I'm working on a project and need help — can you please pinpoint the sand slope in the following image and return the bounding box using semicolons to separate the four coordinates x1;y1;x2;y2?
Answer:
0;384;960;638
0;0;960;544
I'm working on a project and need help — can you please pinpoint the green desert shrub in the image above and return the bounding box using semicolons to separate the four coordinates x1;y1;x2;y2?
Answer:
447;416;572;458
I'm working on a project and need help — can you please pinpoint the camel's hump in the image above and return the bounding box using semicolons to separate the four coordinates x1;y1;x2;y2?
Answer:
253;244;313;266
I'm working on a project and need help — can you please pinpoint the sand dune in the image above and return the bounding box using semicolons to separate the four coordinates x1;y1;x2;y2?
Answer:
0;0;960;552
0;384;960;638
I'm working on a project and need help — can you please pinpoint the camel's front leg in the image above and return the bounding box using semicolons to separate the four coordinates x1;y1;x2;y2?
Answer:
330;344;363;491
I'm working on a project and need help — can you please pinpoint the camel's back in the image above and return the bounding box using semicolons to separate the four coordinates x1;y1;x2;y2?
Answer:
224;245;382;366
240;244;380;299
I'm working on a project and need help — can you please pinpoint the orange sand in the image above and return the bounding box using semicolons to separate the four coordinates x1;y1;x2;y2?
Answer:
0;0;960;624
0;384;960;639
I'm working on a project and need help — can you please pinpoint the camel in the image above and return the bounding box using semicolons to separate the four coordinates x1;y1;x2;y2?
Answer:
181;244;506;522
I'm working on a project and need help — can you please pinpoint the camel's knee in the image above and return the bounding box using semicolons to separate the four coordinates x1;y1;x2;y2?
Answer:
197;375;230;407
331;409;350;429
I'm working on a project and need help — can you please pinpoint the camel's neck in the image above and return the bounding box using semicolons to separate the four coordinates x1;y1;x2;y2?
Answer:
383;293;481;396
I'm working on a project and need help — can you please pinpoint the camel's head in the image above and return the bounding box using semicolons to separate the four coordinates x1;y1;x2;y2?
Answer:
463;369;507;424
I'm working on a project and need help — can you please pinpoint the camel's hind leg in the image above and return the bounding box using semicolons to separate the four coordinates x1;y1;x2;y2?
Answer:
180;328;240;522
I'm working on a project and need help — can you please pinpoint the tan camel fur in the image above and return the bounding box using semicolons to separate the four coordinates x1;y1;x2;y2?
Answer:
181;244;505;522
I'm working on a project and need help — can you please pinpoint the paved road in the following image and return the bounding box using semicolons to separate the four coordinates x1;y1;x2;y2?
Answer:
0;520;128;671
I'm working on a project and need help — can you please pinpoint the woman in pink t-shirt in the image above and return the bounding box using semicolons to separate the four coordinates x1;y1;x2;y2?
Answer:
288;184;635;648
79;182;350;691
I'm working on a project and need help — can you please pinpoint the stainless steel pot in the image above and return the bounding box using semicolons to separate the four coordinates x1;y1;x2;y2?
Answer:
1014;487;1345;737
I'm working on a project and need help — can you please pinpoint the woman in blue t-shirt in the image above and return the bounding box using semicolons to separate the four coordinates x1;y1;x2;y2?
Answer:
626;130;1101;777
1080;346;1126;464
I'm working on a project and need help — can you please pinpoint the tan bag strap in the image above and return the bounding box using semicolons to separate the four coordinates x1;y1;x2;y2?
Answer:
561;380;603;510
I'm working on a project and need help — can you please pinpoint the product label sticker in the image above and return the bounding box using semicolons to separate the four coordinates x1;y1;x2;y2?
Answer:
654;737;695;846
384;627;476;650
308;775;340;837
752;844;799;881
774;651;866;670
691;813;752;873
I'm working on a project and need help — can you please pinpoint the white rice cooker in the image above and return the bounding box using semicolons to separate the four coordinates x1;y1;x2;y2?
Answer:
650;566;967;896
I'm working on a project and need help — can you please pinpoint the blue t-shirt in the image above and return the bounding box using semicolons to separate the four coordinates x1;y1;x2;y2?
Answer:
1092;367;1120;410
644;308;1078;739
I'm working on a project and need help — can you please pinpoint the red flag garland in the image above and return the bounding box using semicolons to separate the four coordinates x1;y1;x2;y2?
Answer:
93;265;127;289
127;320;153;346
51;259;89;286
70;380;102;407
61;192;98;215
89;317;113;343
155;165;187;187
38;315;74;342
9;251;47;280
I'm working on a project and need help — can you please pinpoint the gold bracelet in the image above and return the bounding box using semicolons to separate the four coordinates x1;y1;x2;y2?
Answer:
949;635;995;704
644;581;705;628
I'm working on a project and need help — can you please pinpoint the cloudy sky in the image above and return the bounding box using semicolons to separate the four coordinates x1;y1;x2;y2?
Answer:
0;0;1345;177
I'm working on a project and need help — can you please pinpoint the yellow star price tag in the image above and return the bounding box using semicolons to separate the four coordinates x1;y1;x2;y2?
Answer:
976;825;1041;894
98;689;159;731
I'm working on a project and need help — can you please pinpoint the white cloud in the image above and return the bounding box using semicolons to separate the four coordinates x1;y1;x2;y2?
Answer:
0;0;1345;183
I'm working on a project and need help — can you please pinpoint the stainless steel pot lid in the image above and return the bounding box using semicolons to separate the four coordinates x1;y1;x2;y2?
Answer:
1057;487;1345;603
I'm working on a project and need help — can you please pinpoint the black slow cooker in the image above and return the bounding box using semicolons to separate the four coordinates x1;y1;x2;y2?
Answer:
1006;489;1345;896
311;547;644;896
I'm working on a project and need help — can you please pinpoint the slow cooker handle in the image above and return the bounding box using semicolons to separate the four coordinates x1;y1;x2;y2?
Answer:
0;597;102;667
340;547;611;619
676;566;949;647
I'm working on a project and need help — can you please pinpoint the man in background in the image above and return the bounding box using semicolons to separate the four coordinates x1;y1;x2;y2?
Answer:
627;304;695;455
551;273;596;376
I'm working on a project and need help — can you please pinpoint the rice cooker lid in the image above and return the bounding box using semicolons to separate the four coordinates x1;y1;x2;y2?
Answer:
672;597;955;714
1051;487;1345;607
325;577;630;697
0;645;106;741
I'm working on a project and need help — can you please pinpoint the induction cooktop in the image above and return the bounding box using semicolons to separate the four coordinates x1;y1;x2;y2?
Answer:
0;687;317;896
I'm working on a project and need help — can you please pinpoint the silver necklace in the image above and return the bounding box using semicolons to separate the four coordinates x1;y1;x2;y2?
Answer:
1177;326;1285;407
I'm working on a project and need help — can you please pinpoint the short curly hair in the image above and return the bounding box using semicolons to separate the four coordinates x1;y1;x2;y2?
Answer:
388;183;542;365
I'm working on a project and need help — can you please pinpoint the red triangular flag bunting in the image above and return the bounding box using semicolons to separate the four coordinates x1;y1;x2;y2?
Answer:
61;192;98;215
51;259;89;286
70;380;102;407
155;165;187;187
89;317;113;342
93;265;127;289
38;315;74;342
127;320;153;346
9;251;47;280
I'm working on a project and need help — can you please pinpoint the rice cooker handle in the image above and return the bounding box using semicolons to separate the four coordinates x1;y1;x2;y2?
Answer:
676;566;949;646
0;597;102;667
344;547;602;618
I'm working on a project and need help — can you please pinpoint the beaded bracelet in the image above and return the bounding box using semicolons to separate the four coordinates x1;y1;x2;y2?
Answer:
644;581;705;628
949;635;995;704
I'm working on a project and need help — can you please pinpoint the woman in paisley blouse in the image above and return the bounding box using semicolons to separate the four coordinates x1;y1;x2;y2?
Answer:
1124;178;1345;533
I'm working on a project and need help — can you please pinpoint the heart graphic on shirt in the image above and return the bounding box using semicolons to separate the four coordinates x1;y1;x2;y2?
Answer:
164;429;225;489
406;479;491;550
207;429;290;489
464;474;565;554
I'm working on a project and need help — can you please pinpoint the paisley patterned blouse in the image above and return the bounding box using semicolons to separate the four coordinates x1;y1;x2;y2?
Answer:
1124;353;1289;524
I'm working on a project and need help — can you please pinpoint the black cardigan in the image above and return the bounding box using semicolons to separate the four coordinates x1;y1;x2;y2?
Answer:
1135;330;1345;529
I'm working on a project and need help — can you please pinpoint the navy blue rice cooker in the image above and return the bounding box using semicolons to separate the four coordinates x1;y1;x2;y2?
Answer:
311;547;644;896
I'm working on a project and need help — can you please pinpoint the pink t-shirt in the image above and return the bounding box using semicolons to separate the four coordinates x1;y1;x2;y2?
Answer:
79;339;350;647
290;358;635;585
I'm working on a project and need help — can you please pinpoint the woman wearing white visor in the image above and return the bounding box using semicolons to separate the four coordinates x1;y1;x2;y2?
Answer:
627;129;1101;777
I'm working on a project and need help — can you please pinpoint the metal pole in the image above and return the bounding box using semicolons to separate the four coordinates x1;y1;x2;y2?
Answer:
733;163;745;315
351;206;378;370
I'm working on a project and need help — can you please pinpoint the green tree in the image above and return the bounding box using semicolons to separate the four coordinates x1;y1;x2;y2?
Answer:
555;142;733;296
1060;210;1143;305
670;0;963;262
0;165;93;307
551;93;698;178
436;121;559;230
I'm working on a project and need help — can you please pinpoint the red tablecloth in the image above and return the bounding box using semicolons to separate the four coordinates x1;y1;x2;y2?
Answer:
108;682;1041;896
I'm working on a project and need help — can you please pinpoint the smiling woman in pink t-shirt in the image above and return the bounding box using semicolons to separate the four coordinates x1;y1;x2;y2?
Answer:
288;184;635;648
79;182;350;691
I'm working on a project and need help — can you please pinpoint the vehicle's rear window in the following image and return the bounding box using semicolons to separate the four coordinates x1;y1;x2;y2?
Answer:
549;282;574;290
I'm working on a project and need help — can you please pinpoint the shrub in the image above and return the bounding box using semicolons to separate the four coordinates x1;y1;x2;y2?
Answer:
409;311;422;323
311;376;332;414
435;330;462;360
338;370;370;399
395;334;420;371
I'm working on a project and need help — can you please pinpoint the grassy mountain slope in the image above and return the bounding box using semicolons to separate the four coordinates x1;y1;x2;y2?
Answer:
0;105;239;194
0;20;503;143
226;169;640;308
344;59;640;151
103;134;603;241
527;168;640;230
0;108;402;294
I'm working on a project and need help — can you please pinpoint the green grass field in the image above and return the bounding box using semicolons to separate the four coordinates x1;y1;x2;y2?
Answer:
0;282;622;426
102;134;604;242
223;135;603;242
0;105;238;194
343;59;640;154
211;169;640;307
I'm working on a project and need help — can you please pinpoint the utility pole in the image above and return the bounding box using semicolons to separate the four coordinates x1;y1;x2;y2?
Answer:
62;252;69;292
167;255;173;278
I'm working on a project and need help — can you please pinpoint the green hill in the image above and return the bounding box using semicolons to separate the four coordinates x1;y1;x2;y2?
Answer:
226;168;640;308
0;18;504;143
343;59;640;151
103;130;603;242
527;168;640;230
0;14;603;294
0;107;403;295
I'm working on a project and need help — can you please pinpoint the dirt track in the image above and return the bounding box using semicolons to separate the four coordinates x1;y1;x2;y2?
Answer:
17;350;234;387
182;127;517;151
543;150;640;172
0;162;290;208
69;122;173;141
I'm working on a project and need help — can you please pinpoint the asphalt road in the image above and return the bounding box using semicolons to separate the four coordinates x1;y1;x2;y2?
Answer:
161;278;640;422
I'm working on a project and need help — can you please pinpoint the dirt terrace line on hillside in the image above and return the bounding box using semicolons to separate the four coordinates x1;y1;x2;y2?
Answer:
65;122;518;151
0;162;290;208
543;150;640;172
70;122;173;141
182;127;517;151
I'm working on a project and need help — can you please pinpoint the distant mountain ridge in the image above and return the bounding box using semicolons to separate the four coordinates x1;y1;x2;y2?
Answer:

◆ **What the exercise asks**: Starting at the top of the listing and ending with the line that contains "330;344;363;491", rewrite each line as an item in a numbered list, leaving out any blank lines.

◆ **Expected answer**:
1. I'm working on a project and need help — can you please pinpoint the sand slope in the following image and return the bounding box using semicolons to separate the four coordinates x1;y1;x2;y2?
2. Answer:
3. 0;384;960;638
4. 0;0;960;544
5. I'm working on a project and need help — can you please pinpoint the green desert shrub in the image above and return the bounding box using semicolons to separate the four coordinates x1;y1;x2;y2?
6. Answer:
7. 447;416;572;458
8. I'm working on a project and need help — can you please pinpoint the camel's hump in the image above and return the bounding box using semicolons to separate the four coordinates x1;y1;x2;y2?
9. Answer:
10. 253;244;313;266
11. I'm working on a project and need help — can you please pinpoint the sand dune in the image above and return the bounding box using semicolons to separate the four coordinates x1;y1;x2;y2?
12. Answer:
13. 0;0;960;552
14. 0;384;960;638
15. I'm working on a project and need help — can you please pinpoint the camel's front leg in the image above and return the bounding box using semicolons to separate the four coordinates x1;y1;x2;y2?
16. Answer:
17. 330;344;363;491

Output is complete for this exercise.